**Given instruction:**
Print out every line, exactly as written.

**Extracted data:**
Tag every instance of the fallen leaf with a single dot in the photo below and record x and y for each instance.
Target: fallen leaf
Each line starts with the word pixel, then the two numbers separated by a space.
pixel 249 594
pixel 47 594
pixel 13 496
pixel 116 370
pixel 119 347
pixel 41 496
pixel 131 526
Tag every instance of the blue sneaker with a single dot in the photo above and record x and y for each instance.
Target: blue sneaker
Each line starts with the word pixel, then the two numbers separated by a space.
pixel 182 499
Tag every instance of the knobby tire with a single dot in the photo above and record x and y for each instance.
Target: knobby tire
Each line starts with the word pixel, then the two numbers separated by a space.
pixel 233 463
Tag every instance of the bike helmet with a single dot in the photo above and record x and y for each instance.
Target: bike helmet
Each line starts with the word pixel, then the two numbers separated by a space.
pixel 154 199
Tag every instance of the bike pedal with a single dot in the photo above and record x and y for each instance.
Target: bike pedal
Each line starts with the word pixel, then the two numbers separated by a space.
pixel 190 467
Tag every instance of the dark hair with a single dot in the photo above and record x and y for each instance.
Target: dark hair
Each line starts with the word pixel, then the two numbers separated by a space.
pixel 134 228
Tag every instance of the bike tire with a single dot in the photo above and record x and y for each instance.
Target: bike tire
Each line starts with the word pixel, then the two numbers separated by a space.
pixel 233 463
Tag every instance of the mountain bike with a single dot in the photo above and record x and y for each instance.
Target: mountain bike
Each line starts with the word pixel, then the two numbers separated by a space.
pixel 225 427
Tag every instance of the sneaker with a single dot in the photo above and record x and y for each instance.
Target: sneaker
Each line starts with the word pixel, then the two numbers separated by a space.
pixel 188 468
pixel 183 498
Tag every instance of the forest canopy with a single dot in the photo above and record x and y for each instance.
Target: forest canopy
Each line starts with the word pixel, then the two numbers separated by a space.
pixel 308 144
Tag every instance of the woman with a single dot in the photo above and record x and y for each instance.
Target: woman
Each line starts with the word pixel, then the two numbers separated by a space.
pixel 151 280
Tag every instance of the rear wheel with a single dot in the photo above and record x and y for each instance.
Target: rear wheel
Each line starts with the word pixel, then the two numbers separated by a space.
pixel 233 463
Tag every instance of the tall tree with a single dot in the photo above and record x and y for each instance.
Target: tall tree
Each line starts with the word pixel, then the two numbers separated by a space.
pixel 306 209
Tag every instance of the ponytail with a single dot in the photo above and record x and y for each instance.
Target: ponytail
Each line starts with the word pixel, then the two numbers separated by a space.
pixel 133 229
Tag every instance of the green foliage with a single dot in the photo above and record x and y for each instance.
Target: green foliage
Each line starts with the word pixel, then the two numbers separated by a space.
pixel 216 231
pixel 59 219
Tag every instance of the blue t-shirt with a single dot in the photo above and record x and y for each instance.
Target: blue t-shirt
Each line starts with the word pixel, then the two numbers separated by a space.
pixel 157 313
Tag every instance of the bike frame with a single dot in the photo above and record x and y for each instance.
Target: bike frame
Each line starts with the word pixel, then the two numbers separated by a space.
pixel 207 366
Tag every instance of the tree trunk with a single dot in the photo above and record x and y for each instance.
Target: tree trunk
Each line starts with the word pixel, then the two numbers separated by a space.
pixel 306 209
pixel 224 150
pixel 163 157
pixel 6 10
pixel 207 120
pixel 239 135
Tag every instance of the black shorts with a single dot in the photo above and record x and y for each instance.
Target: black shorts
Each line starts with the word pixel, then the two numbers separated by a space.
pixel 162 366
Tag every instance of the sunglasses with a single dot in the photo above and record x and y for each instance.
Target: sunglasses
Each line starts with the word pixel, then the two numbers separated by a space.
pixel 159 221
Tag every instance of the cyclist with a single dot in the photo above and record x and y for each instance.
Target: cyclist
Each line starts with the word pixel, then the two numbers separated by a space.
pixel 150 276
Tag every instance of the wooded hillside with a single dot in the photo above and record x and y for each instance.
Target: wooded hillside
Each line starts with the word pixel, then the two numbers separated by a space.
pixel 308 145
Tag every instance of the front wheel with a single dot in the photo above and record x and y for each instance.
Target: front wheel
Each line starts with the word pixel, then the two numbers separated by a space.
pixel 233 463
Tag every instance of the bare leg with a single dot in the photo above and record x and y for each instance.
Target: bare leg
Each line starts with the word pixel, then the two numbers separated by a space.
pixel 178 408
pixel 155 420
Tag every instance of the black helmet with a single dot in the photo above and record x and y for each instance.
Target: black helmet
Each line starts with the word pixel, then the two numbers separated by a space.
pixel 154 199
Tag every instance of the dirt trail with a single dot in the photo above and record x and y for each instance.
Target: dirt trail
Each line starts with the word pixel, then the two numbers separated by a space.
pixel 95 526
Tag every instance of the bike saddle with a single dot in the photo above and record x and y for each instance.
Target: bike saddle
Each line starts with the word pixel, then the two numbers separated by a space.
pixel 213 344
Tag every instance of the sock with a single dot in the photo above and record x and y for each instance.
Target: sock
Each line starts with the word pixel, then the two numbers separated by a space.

**Answer to this task:**
Tag every instance of the fallen leaf with a single dot in the photo below and record x and y for each instance.
Target: fallen leaf
Each line starts with the word pixel, then the two numbers separated by a space.
pixel 249 594
pixel 47 594
pixel 13 496
pixel 116 370
pixel 119 347
pixel 41 496
pixel 131 526
Tag every instance of the blue sneaker with a single dot in the photo above and record x and y for each instance.
Target: blue sneaker
Each line starts with the word pixel, then the two numbers separated by a space.
pixel 182 499
Tag every instance of the knobby tire with a single dot in the photo above and record x and y for each instance.
Target: knobby tire
Each line starts with the word pixel, then the two numbers separated by a space.
pixel 233 463
Tag every instance of the bike helmet with a single dot in the photo above and record x and y for each instance.
Target: bike helmet
Each line starts with the word pixel, then the two numbers separated by a space.
pixel 154 199
Tag every instance of the bike pedal with a single dot in the photo above and record x and y for each instance.
Target: bike pedal
Each line starts with the word pixel, then the two numbers separated by a space.
pixel 190 467
Tag every instance of the dark hair with a single dot in the photo above and record x and y for each instance.
Target: dark hair
Each line starts with the word pixel, then the two numbers separated by a space.
pixel 134 228
Tag every instance of the bike tire with a single dot in the photo above and record x and y for each instance.
Target: bike tire
Each line starts with the word pixel, then the two numbers separated by a space.
pixel 233 463
Tag every instance of the mountain bike with a single dot in the photo above and record x and y for each instance.
Target: mountain bike
Each line starts with the word pixel, then the two numbers separated by a space.
pixel 225 427
Tag every instance of the sneaker with a single dot in the photo above and record x and y for each instance.
Target: sneaker
Each line starts with the word pixel, then the two numbers separated by a space.
pixel 188 468
pixel 183 498
Tag every instance of the forest canopy with a single dot in the photo above and record x and y for each instance.
Target: forest canopy
Each line starts with the word pixel, then the two numbers separated by a space.
pixel 308 144
Tag every instance of the woman with a single dot in the photo above and record x and y for each instance.
Target: woman
Each line starts with the word pixel, then the two numbers separated by a space.
pixel 151 280
Tag every instance of the rear wheel with a single dot in the photo above and record x and y for each instance.
Target: rear wheel
Each line starts with the word pixel, then the two numbers separated by a space.
pixel 233 463
Tag every instance of the tall tree with a single dot in the photo above and record x and y for each instance.
Target: tall tree
Each line starts with the word pixel, then the two numbers separated by a space.
pixel 306 209
Tag every instance of the ponytail with a single dot in the photo above and record x and y for each instance.
Target: ponytail
Each line starts with the word pixel, then the two numbers separated by a space.
pixel 133 229
Tag every instance of the green foliage with a single dot in the photo above and record x and y for each instance.
Target: green foliage
Each line starts with the word pixel, then the two numbers separated by a space.
pixel 216 231
pixel 59 219
Tag every instance of the blue t-shirt with a single dot in the photo above and record x and y for each instance.
Target: blue t-shirt
Each line starts with the word pixel, then the two numbers separated by a space.
pixel 157 313
Tag every instance of the bike frame with a single dot in the photo above and record x and y for each instance.
Target: bike frame
Each line starts with the word pixel, then the two numbers separated by a space.
pixel 207 366
Tag every instance of the tree trunk with a single dot in the photo above and record x and y for each instance.
Target: tree trunk
Each line starts with the word pixel, then the two numbers separated by a space.
pixel 306 209
pixel 224 150
pixel 163 157
pixel 6 10
pixel 207 120
pixel 239 135
Tag every instance of the black shorts with a single dot in the photo above and record x and y for each instance.
Target: black shorts
Each line starts with the word pixel, then the two numbers separated by a space.
pixel 162 366
Tag every instance of the sunglasses with a single dot in the photo above and record x and y for each instance.
Target: sunglasses
Each line starts with the word pixel, then the two numbers separated by a space.
pixel 159 221
Tag every instance of the cyclist with a single dot in the photo above and record x and y for each instance.
Target: cyclist
Each line starts with the word pixel, then the two numbers separated by a space.
pixel 150 276
Tag every instance of the wooded hillside with a single dot in the photo above and record x and y for each instance.
Target: wooded hillside
Each line starts with the word pixel, then the two numbers separated by a space.
pixel 308 145
Tag every instance of the front wheel with a single dot in the photo above and record x and y for each instance.
Target: front wheel
Each line starts with the word pixel, then the two numbers separated by a space.
pixel 233 463
Tag every instance of the bare leg with a single dot in the photo above and record x and y for each instance.
Target: bare leg
Each line starts with the word pixel, then the two numbers separated by a space.
pixel 178 408
pixel 155 420
Tag every instance of the black helmet with a single dot in the photo above and record x and y for each instance.
Target: black helmet
Each line starts with the word pixel, then the two numbers separated by a space.
pixel 154 199
Tag every instance of the dirt trail with a single dot in the photo above and record x and y for each instance.
Target: dirt trail
Each line starts with the word pixel, then the two numbers separated by a space.
pixel 95 526
Tag every instance of the bike saddle with a single dot in the photo above and record x and y for each instance.
Target: bike saddle
Each line starts with the word pixel, then the two numbers separated by a space.
pixel 213 344
Tag every instance of the sock with a single dot in the photo above and record x and y for each instance.
Target: sock
Each line starts with the word pixel, then the two numbers separated by a space.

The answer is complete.